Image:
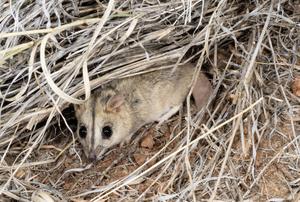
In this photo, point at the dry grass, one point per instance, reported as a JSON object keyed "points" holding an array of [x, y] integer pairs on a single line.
{"points": [[244, 145]]}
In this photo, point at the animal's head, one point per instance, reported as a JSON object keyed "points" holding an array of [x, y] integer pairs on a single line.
{"points": [[103, 121]]}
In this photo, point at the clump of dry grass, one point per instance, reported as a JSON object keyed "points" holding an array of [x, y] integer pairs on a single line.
{"points": [[53, 52]]}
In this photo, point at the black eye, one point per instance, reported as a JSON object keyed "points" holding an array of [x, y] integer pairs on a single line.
{"points": [[82, 132], [106, 132]]}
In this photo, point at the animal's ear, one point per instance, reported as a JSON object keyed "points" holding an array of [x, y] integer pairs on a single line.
{"points": [[78, 109], [114, 103]]}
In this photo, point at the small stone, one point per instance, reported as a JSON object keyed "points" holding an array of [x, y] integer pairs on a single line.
{"points": [[296, 87], [140, 159]]}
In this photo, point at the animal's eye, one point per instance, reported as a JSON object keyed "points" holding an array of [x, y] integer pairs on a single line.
{"points": [[106, 132], [82, 132]]}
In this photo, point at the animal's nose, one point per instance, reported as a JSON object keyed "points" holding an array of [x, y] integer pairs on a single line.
{"points": [[93, 156]]}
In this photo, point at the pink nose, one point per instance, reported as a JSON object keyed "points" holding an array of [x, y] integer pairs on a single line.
{"points": [[92, 156]]}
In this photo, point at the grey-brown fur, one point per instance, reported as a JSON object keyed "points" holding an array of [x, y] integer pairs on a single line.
{"points": [[144, 98]]}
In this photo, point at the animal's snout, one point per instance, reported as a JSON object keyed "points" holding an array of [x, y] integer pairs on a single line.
{"points": [[92, 156]]}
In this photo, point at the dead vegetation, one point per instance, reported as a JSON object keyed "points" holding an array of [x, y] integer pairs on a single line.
{"points": [[243, 146]]}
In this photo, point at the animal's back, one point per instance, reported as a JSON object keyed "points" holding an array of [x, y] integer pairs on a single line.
{"points": [[153, 94]]}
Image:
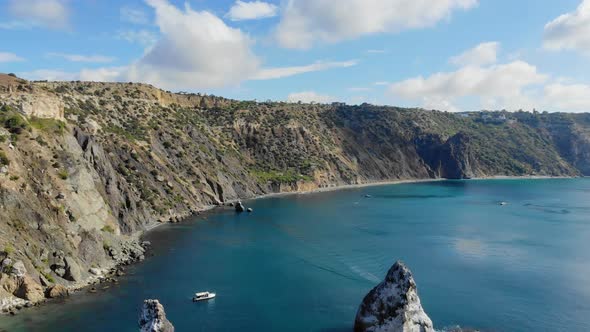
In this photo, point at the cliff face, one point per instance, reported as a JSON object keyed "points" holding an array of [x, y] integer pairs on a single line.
{"points": [[84, 167], [152, 318]]}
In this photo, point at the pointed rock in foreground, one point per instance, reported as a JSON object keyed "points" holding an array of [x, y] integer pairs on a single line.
{"points": [[393, 305], [152, 318]]}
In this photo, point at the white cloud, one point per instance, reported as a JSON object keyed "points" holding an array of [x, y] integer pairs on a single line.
{"points": [[254, 10], [570, 31], [310, 97], [102, 74], [83, 58], [567, 97], [380, 83], [306, 22], [16, 25], [196, 50], [50, 13], [10, 57], [497, 86], [272, 73], [49, 74], [133, 15], [142, 37], [358, 89], [482, 54]]}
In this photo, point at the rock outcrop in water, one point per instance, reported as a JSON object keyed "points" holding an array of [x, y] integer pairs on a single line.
{"points": [[152, 318], [86, 167], [393, 305]]}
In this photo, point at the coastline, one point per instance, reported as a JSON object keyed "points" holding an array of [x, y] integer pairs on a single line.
{"points": [[138, 236]]}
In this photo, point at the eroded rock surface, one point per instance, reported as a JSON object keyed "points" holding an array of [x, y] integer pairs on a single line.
{"points": [[152, 318], [393, 305]]}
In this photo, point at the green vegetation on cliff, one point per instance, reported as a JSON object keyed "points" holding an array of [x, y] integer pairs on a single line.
{"points": [[116, 158]]}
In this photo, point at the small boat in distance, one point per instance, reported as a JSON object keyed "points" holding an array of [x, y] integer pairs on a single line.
{"points": [[203, 296]]}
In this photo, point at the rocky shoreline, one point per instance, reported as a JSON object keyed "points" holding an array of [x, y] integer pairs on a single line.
{"points": [[134, 251], [21, 291]]}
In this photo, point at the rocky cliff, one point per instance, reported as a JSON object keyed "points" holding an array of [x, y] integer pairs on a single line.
{"points": [[86, 167], [393, 305]]}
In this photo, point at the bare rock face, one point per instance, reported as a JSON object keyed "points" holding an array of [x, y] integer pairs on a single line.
{"points": [[57, 291], [393, 305], [30, 290], [152, 318]]}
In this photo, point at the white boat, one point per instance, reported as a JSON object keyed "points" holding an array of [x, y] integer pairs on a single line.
{"points": [[203, 296]]}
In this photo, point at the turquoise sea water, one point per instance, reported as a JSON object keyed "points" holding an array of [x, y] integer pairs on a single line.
{"points": [[304, 262]]}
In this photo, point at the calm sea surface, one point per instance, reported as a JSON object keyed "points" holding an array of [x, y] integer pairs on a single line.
{"points": [[304, 262]]}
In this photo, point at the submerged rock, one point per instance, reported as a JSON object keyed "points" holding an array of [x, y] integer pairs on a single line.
{"points": [[393, 305], [152, 318]]}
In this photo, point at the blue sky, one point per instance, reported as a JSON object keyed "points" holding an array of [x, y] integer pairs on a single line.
{"points": [[449, 54]]}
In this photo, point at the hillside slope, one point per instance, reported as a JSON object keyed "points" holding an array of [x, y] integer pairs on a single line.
{"points": [[87, 166]]}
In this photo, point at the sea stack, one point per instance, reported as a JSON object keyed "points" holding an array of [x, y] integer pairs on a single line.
{"points": [[152, 318], [240, 207], [393, 305]]}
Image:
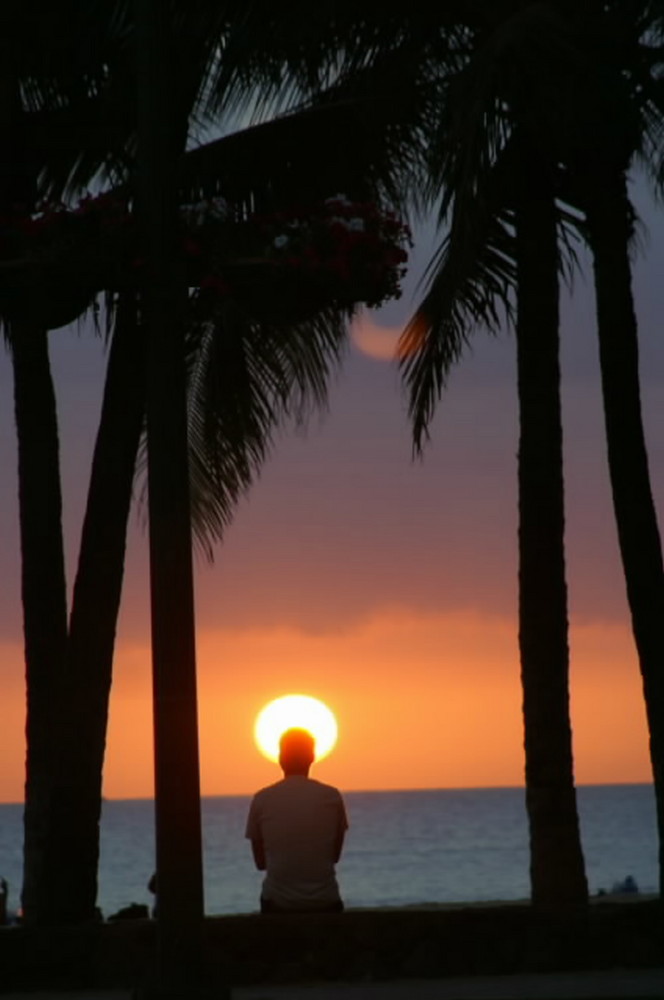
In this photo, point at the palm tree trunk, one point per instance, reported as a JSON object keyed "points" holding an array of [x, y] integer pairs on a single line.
{"points": [[556, 865], [44, 595], [609, 216], [74, 832], [177, 779]]}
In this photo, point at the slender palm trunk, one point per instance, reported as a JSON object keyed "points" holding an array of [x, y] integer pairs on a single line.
{"points": [[609, 216], [44, 596], [177, 779], [73, 845], [557, 865]]}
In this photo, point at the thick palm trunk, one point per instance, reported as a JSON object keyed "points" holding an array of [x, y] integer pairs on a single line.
{"points": [[556, 865], [73, 844], [609, 217], [44, 596]]}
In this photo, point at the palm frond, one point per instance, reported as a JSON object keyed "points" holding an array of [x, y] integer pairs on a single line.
{"points": [[245, 380], [469, 286]]}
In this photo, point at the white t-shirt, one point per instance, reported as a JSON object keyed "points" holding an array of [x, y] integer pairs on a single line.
{"points": [[299, 821]]}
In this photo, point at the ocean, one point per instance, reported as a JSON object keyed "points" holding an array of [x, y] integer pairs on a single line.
{"points": [[402, 848]]}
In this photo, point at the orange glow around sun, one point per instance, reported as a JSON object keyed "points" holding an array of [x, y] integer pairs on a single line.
{"points": [[295, 711]]}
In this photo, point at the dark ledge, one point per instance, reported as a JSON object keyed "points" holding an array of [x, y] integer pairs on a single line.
{"points": [[356, 945]]}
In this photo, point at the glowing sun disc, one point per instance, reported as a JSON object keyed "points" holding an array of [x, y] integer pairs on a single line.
{"points": [[295, 711]]}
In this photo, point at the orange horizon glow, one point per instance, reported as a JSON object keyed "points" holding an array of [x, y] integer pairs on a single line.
{"points": [[423, 702]]}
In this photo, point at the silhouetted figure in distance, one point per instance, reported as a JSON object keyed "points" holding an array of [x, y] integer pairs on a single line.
{"points": [[296, 828]]}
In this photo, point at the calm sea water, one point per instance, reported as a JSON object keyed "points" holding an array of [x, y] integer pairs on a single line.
{"points": [[467, 845]]}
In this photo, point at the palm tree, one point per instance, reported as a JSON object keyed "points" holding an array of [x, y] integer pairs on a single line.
{"points": [[623, 106], [62, 846], [600, 109], [499, 186], [485, 152]]}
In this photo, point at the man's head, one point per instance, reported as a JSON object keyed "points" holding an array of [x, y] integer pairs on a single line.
----------
REQUIREMENT: Recast every line of the listing above as a Markdown table with the columns "Row" and "Listing line", numbering the rows in order. Skip blank lines and leave the pictures out.

FINISHED TASK:
| Row | Listing line |
|---|---|
| 1 | Image: |
| 2 | In this photo, point at the dry grass, one point per instance, reported as a JSON object keyed "points" holding an array of [x, y] integer pairs on a single line. |
| 3 | {"points": [[244, 145]]} |
| 4 | In this photo, point at the animal's head, one point per instance, reported as a JSON object keyed "points" holding an array of [x, y] integer pairs on a single line. |
| 5 | {"points": [[103, 121]]} |
| 6 | In this photo, point at the clump of dry grass, one point per instance, reported as a JSON object keyed "points" holding an array of [x, y] integer pairs on a single line. |
| 7 | {"points": [[53, 52]]} |
| 8 | In this photo, point at the black eye, one point per instance, reported as a JSON object keyed "points" holding an array of [x, y] integer pairs on a single line. |
| 9 | {"points": [[82, 132], [106, 132]]} |
| 10 | In this photo, point at the animal's ear, one point per instance, reported as a JSON object keyed "points" holding an array of [x, y] integer pairs on a single line. |
| 11 | {"points": [[78, 109], [114, 103]]} |
| 12 | In this photo, point at the small stone, one point per instance, reported as a JSON object keyed "points" holding an array of [x, y] integer pairs on a single line. |
| 13 | {"points": [[296, 87], [140, 159]]} |
| 14 | In this photo, point at the animal's eye, one point per instance, reported as a JSON object keyed "points" holding an array of [x, y] integer pairs on a single line. |
| 15 | {"points": [[106, 132], [82, 132]]} |
| 16 | In this photo, point at the animal's nose, one point per instance, reported as a JSON object keyed "points" holding an array of [x, y] integer pairs on a single line. |
| 17 | {"points": [[93, 156]]} |
| 18 | In this photo, point at the pink nose, one point per instance, reported as a JSON object keyed "points" holding an array of [x, y] integer pairs on a single line. |
| 19 | {"points": [[92, 156]]} |
| 20 | In this photo, point at the grey-brown fur, one point per instance, reported as a JSON object keyed "points" holding an array of [x, y] integer pairs on a single line. |
| 21 | {"points": [[144, 98]]} |
| 22 | In this photo, point at the animal's snout, one point per instance, reported as a JSON object keyed "points" holding an array of [x, y] integer pairs on a single line. |
| 23 | {"points": [[92, 156]]} |
| 24 | In this photo, point at the dead vegetation, one point per instance, reported as a JSON object keyed "points" holding an array of [x, y] integer pairs on a single line. |
| 25 | {"points": [[243, 146]]} |
| 26 | In this photo, point at the animal's back, one point per instance, reported as a JSON object keyed "points" holding an array of [x, y] integer pairs on a single line. |
| 27 | {"points": [[153, 94]]} |
| 28 | Image: |
| 29 | In this photo, point at the cliff face, one point per instance, reported as a JSON object keyed "points" holding an array of [x, y] integer pairs on a single line. |
| 30 | {"points": [[84, 167], [152, 318]]} |
| 31 | In this photo, point at the pointed rock in foreground, one point per instance, reported as a JSON object keyed "points" holding an array of [x, y] integer pairs on a single line. |
| 32 | {"points": [[393, 305], [152, 318]]} |
| 33 | In this photo, point at the white cloud, one point per instance, reported as a JSON object keyed "points" holding an array of [x, y] integer pairs on a single line. |
| 34 | {"points": [[254, 10], [570, 31], [310, 97], [102, 74], [83, 58], [567, 97], [380, 83], [306, 22], [16, 25], [196, 50], [50, 13], [10, 57], [497, 86], [272, 73], [49, 74], [133, 15], [142, 37], [358, 89], [482, 54]]} |
| 35 | In this photo, point at the rock outcrop in water, one point per instance, reported as a JSON object keyed "points" holding an array of [x, y] integer pairs on a single line. |
| 36 | {"points": [[152, 318], [86, 167], [393, 305]]} |
| 37 | In this photo, point at the coastline, one point per instance, reported as a JSON object keyed "points" holding an array of [x, y] integer pairs on a single line. |
| 38 | {"points": [[138, 236]]} |
| 39 | In this photo, point at the eroded rock surface, one point per instance, reported as a JSON object keyed "points" holding an array of [x, y] integer pairs on a single line. |
| 40 | {"points": [[152, 318], [393, 305]]} |
| 41 | In this photo, point at the green vegetation on cliff, one point per instance, reported as a JSON object keyed "points" holding an array of [x, y] integer pairs on a single line. |
| 42 | {"points": [[116, 158]]} |
| 43 | In this photo, point at the small boat in distance, one point per instance, reported as a JSON object keyed "points" holding an array of [x, y] integer pairs on a single line. |
| 44 | {"points": [[203, 296]]} |
| 45 | In this photo, point at the rocky shoreline, one point per instance, reported as a JSON object keyed "points" holding an array of [x, y] integer pairs on a single line. |
| 46 | {"points": [[134, 251], [21, 291]]} |
| 47 | In this photo, point at the rocky cliff, one point per instance, reported as a JSON object keyed "points" holding an array of [x, y] integer pairs on a single line. |
| 48 | {"points": [[86, 167], [393, 305]]} |
| 49 | In this photo, point at the bare rock face, one point per instance, reported as a JSON object keyed "points" holding an array of [x, y] integer pairs on a single line. |
| 50 | {"points": [[57, 291], [393, 305], [30, 290], [152, 318]]} |
| 51 | In this photo, point at the white boat, one point per instance, reported as a JSON object keyed "points" holding an array of [x, y] integer pairs on a single line. |
| 52 | {"points": [[203, 296]]} |
| 53 | In this photo, point at the turquoise sea water, one point per instance, reported as a JSON object keyed "points" holding an array of [x, y] integer pairs on a single line. |
| 54 | {"points": [[304, 262]]} |
| 55 | In this photo, point at the calm sea surface, one point per instance, reported as a JSON object keyed "points" holding an array of [x, y] integer pairs on a single line. |
| 56 | {"points": [[304, 262]]} |
| 57 | In this photo, point at the submerged rock, one point per instance, reported as a JSON object keyed "points" holding an array of [x, y] integer pairs on a single line. |
| 58 | {"points": [[393, 305], [152, 318]]} |
| 59 | In this photo, point at the blue sky, one point per instance, reported as a JSON object keyed "points" holding an array of [x, y] integer pairs on a single line. |
| 60 | {"points": [[449, 54]]} |
| 61 | In this photo, point at the hillside slope, one point per instance, reported as a JSON object keyed "points" holding an array of [x, y] integer pairs on a single line. |
| 62 | {"points": [[87, 166]]} |
| 63 | In this photo, point at the sea stack, one point per instance, reported as a JSON object keyed "points" holding an array of [x, y] integer pairs on a single line. |
| 64 | {"points": [[152, 318], [240, 207], [393, 305]]} |
| 65 | Image: |
| 66 | In this photo, point at the palm tree trunk, one point per instance, reported as a JSON object keyed "points" holding an array of [x, y] integer pairs on a single line. |
| 67 | {"points": [[556, 865], [44, 595], [609, 216], [74, 832], [177, 779]]} |
| 68 | In this photo, point at the slender palm trunk, one point per instance, reported as a JSON object keyed "points" holding an array of [x, y] integer pairs on a single line. |
| 69 | {"points": [[609, 216], [44, 596], [177, 779], [73, 845], [557, 865]]} |
| 70 | In this photo, point at the thick palm trunk, one point per instance, reported as a JSON object keyed "points" holding an array of [x, y] integer pairs on a single line. |
| 71 | {"points": [[556, 865], [73, 844], [609, 217], [44, 596]]} |
| 72 | In this photo, point at the palm frond, one point per instance, reported as a JSON object keyed "points" holding an array of [x, y] integer pairs on a single line. |
| 73 | {"points": [[245, 380], [469, 286]]} |
| 74 | In this photo, point at the white t-shirt, one point per instance, reported as a JSON object keyed "points" holding an array of [x, y] integer pairs on a single line. |
| 75 | {"points": [[299, 821]]} |
| 76 | In this photo, point at the ocean, one point per instance, reported as a JSON object keyed "points" holding an array of [x, y] integer pairs on a single line. |
| 77 | {"points": [[402, 848]]} |
| 78 | In this photo, point at the orange glow around sun, one point per instance, reported as a JSON object keyed "points" holding an array of [x, y] integer pairs on a single line. |
| 79 | {"points": [[295, 711]]} |
| 80 | In this photo, point at the dark ledge, one point per instance, reported as a JSON object keyed "points" holding an array of [x, y] integer pairs on a single line. |
| 81 | {"points": [[356, 945]]} |
| 82 | In this photo, point at the glowing sun disc, one point per instance, reported as a JSON object keyed "points" holding an array of [x, y] integer pairs on a single line. |
| 83 | {"points": [[295, 711]]} |
| 84 | In this photo, point at the orange horizon glow, one point per instance, reported as a JSON object keyed "points" holding an array of [x, y] integer pairs on a single line. |
| 85 | {"points": [[423, 702]]} |
| 86 | In this photo, point at the silhouetted figure in distance, one point per instance, reported as a JSON object keyed "points" holding an array of [x, y] integer pairs on a single line. |
| 87 | {"points": [[296, 828]]} |
| 88 | In this photo, point at the calm sea water, one point per instance, reported as a JSON object keyed "points" holding an array of [x, y] integer pairs on a single line. |
| 89 | {"points": [[467, 845]]} |
| 90 | In this photo, point at the palm tree, one point per instance, reported as a JSON object keyed "points" holding an array of [x, y] integer pairs on a single line. |
| 91 | {"points": [[623, 106], [62, 846], [600, 109], [499, 186], [485, 152]]} |
| 92 | In this photo, point at the man's head, one point per instance, reported as a JSON object keyed "points" holding an array of [x, y] integer pairs on a single line. |